**Text section**
────

1950

In April, Hofmann participates in a three-day symposium at Studio 35 in Greenwich Village, which is an unscripted discussion among 25 artists, including William Baziotes, James Brooks, Willem de Kooning, Adolph Gottlieb, Robert Motherwell, Barnett Newman, Ad Reinhardt, and David Smith. The moderators are Alfred H. Barr Jr., Richard Lippold, and Motherwell.

As a result of the discussions at Studio 35, Gottlieb suggests writing a letter to the president of The Metropolitan Museum of Art in protest against the upcoming exhibition American Painting Today. Signed by 18 artists, including Hofmann, the letter is published on the front page of the New York Times on 22 May. The letter charges that the selection jury for the exhibition is “notoriously hostile” towards modern art.

────

**Listing**
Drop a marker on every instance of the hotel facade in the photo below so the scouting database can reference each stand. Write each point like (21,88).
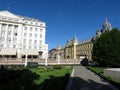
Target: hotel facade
(21,36)
(77,50)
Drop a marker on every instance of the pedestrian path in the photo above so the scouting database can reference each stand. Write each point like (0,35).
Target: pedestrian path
(83,79)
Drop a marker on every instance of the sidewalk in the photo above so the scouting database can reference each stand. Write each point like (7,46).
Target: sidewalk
(83,79)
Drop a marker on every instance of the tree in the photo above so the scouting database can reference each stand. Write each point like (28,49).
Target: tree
(106,49)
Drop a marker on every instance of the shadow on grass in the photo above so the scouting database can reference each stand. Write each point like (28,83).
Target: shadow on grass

────

**What you need to do**
[A] In the text about Hofmann in 1950, where and on what date is the artists' letter published?
[B] Carry on the text about Hofmann in 1950 from its final sentence.

**Results of the exercise**
[A] On the front page of the New York Times on 22 May.

[B]
The following day, the New York Herald Tribune publishes an editorial referring to the group as “The Irascible Eighteen.” Nina Leen photographs 14 of the protesting artists in an iconic portrait of the group for an article appearing in the January 1951 issue of Life. Hofmann misses the photo session in New York because he is in Provincetown.

During the summer, student Sam Feinstein begins filming Hofmann for a documentary on the artist. Hofmann is filmed painting The Window, and offers narration about his philosophies guiding the creation of his art.

Sam Kootz organizes an exhibition at his gallery titled The Muralist and the Modern Architect to open on 3 October. Kootz pairs artists with architects, teaming Hofmann with José Luis Sert and Paul Lester Wiener. Hofmann is tasked to create murals for a proposed civic center and bell tower in the Peruvian city of Chimbote. The project was never actualized, but the studies are magnificent in their own right. They encapsulate many of Hofmann’s ongoing concerns with abstraction as a spiritual pursuit.

 

1951

The Art Institute of Chicago selects Hofmann as one of the jurors for its 60th Annual American Exhibition. The jury, composed of Hofmann, Peter Blume, and Aline B. Louchheim, awards the top prize to de Kooning.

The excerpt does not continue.